Task brief — Repeat each record word for word. Leave nothing out.

Supplied entries —
────────
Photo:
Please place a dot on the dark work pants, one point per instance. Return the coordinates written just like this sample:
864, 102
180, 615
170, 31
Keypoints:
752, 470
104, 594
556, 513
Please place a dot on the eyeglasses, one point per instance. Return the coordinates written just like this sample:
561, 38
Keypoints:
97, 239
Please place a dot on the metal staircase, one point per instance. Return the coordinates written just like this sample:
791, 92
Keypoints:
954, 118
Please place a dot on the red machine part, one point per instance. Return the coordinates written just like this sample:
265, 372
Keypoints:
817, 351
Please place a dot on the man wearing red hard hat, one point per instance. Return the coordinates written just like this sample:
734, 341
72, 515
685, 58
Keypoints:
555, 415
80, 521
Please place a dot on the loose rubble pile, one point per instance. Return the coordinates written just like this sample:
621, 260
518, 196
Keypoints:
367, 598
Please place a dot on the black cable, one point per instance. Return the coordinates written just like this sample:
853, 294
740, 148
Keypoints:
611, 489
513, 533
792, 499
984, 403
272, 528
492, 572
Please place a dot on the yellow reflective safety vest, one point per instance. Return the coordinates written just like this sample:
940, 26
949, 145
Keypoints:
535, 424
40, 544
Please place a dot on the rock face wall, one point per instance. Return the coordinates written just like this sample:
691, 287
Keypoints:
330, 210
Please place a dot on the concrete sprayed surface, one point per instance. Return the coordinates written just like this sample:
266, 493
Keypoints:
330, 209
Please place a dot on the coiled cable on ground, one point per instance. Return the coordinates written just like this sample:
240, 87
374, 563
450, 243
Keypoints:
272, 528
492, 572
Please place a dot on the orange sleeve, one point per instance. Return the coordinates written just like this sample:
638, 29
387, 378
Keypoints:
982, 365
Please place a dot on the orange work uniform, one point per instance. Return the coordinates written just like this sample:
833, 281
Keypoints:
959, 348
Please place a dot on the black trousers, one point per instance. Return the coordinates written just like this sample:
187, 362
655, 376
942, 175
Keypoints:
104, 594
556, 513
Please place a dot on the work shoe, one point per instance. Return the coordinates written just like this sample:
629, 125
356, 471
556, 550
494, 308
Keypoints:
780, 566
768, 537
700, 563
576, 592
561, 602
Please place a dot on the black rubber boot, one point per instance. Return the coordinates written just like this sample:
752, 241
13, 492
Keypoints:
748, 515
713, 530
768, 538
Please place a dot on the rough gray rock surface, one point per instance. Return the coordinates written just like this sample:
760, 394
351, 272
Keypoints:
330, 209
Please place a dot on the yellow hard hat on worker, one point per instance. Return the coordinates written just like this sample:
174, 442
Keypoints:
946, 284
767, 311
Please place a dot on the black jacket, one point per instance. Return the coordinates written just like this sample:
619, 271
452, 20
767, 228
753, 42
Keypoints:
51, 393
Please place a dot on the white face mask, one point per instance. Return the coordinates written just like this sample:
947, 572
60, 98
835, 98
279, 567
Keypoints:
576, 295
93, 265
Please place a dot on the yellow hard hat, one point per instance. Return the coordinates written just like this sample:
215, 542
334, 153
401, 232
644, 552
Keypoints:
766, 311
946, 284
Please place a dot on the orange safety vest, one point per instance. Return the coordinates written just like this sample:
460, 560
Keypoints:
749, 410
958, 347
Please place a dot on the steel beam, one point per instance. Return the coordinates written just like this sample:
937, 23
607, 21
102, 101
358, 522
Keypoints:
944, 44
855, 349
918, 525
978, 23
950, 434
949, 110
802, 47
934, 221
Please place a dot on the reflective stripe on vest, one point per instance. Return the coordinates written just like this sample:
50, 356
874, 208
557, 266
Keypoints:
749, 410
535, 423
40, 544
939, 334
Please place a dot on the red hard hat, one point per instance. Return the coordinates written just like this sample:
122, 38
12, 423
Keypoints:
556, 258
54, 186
────────
Answer box —
Photo:
Please place a dot on the dark work pants, one point per instance. Return the coordinates written just like this sample:
864, 102
180, 615
170, 31
Keypoints:
752, 470
104, 594
556, 513
Please place a dot on the eyeglasses, one point per instance. Return the coordinates written just like this sample:
561, 38
Keypoints:
97, 239
Please place a dot on the metal staircase, one point per instance. Return the coordinates written just like this sample:
791, 92
Keypoints:
954, 118
Please place a dot on the red machine part, one point per instance. Return the coordinates written just like this sample:
265, 372
Keypoints:
817, 351
Please place a dot on the man wearing red hard hat, one point per instance. Return the coordinates written just like this sample:
734, 341
72, 515
685, 58
Keypoints:
555, 415
80, 521
Please place a dot on the loose rubble pile, one point per instance. Return the coordinates written just like this sample:
621, 260
518, 196
Keypoints:
367, 598
Please place a dot on the black cable, one point per instance. Return the coordinates written just like this sample:
853, 294
740, 148
Keypoints:
611, 489
513, 533
792, 499
984, 403
272, 528
492, 572
Please place a dot on the yellow reflective safety vest, one point per instance. Return the coordinates written just like this sample:
940, 26
949, 145
Keypoints:
535, 424
40, 544
Please place a dot on the rock face wall, one point per instance. Return the coordinates written just like this sample:
691, 287
Keypoints:
330, 210
Please place a dot on the concrete sprayed surface, one point per instance. Return the coordinates written just like this sample:
266, 493
Keypoints:
330, 209
Please place a dot on the coiled cable on ground, one point per instance. Return the coordinates written just like this sample:
240, 87
374, 563
450, 243
Keypoints:
272, 528
492, 572
Please place a dot on the orange sleeve, one point per instance. Return the coordinates written just like this sample:
638, 29
387, 378
Keypoints:
982, 365
Please place a dot on the orange work uniform, one point per instance. Return the coordinates written just like this sample:
833, 281
Keypoints:
959, 348
Please place a dot on the black trousers, one point per instance. Return the coordinates written just like this sample:
187, 362
655, 376
942, 175
Keypoints:
104, 594
556, 513
Please place a dot on the work shoe, one point per instance. Return the coordinates written just like this sample:
629, 125
356, 471
556, 550
494, 308
Keypoints:
780, 566
768, 537
700, 563
576, 592
561, 602
Please place a dot on the black rubber boot, one point per instance. Return the coordinates written just like this sample:
752, 241
13, 492
Keypoints:
748, 515
713, 530
768, 538
Please place a dot on the rough gray rock surface, one point per instance. Return the coordinates written just like this sample:
760, 394
351, 272
Keypoints:
330, 209
Please place a dot on the yellow hard hat on worker, one point per instance. Return the coordinates written just like this sample:
174, 442
Keypoints:
946, 284
767, 311
Please place a dot on the black jacket, one point per instance. Return the coordinates written just like this sample:
619, 271
452, 20
767, 228
753, 42
Keypoints:
51, 393
Please place a dot on the white face mask, one point per instance. Return the coordinates written just like this sample:
947, 572
60, 98
835, 98
279, 567
Keypoints:
576, 295
93, 265
Please place a dot on the yellow hard hat, one point per instance. Return the coordinates written just like this sample:
215, 542
334, 153
401, 232
644, 552
Keypoints:
766, 311
946, 284
Please place a dot on the orange safety vest, one point per instance. Return the coordinates written just like this sample:
460, 560
Keypoints:
749, 410
958, 347
Please place a dot on the steel beam, one point per instance. Return the coordinates written just like this sample:
937, 23
607, 21
102, 101
358, 522
Keypoints:
944, 44
855, 349
918, 525
978, 23
950, 434
949, 110
802, 47
934, 221
Please place a dot on the reflective stripe on vest, one point per instance. Return the coordinates written just like this sample:
50, 356
874, 208
557, 266
Keypoints:
749, 410
535, 423
40, 544
939, 334
Please place a dot on the red hard hat, one point per instance. Return the coordinates written just like this sample:
122, 38
12, 423
Keypoints:
556, 258
54, 186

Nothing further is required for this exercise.